↓↓↓
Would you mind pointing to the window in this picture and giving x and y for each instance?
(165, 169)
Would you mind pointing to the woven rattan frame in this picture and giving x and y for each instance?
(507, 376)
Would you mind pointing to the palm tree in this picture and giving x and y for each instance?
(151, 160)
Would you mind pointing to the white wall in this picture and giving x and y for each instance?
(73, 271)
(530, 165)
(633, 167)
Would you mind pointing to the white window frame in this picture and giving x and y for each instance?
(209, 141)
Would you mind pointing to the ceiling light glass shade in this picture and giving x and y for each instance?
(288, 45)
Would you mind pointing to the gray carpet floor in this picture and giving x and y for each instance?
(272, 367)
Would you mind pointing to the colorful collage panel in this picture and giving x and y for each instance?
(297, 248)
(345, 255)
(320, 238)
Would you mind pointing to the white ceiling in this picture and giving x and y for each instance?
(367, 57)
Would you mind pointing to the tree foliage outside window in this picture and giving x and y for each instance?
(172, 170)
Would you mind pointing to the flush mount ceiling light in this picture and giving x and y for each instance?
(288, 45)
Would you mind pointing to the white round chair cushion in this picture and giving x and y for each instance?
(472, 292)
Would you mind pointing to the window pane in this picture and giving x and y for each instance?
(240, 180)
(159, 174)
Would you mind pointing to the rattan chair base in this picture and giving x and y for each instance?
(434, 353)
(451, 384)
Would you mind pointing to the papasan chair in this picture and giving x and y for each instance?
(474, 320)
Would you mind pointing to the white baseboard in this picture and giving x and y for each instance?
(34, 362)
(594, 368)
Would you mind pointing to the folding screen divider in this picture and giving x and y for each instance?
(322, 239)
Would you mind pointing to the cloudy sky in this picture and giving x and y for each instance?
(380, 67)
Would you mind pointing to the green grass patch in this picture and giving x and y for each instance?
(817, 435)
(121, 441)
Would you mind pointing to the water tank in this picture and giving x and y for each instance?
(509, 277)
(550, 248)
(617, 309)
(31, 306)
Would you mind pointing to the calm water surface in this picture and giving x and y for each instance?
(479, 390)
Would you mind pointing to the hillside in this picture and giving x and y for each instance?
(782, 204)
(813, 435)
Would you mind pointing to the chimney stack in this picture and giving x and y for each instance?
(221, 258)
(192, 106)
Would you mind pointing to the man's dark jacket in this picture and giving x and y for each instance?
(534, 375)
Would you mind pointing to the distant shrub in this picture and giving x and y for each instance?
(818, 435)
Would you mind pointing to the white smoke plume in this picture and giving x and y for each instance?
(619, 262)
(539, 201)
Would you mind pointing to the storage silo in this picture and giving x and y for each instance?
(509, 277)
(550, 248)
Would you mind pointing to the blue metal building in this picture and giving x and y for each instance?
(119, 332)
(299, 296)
↑↑↑
Turn the lines of the listing from the one containing "Would you mind pointing to the cloudy" through the last line of the listing, inclusive, into a Markdown table with the columns Row and Line. Skip any blank lines.

| Row | Line |
|---|---|
| 1 | Would you mind pointing to the cloudy sky in this picture and giving x and y for each instance? |
| 2 | (380, 67) |
| 3 | Would you mind pointing to the green grass patch in this picture and giving x and y for each instance? |
| 4 | (817, 435) |
| 5 | (121, 441) |
| 6 | Would you mind pointing to the water tank in this picture and giving x and y for each instance? |
| 7 | (509, 277) |
| 8 | (550, 248) |
| 9 | (617, 309) |
| 10 | (31, 306) |
| 11 | Would you mind pointing to the calm water surface in this picture and giving x and y for each instance? |
| 12 | (479, 390) |
| 13 | Would you mind pointing to the hillside in this picture and giving x and y for each instance? |
| 14 | (782, 204) |
| 15 | (813, 435) |
| 16 | Would you mind pointing to the chimney stack in this picture and giving x and y for each instance? |
| 17 | (221, 258) |
| 18 | (192, 106) |
| 19 | Would you mind pointing to the man's dark jacket in this picture and giving x and y for each instance? |
| 20 | (534, 375) |
| 21 | Would you mind pointing to the distant shrub in this picture and giving x and y for each instance? |
| 22 | (818, 435) |
| 23 | Would you mind pointing to the white smoke plume in this picture and giving x and y for each instance? |
| 24 | (619, 262) |
| 25 | (539, 201) |
| 26 | Would you mind pointing to the storage silo in this picture and giving x and y for each instance? |
| 27 | (509, 277) |
| 28 | (550, 248) |
| 29 | Would you mind pointing to the blue metal building in this picture and giving x and y for each instance? |
| 30 | (119, 332) |
| 31 | (299, 296) |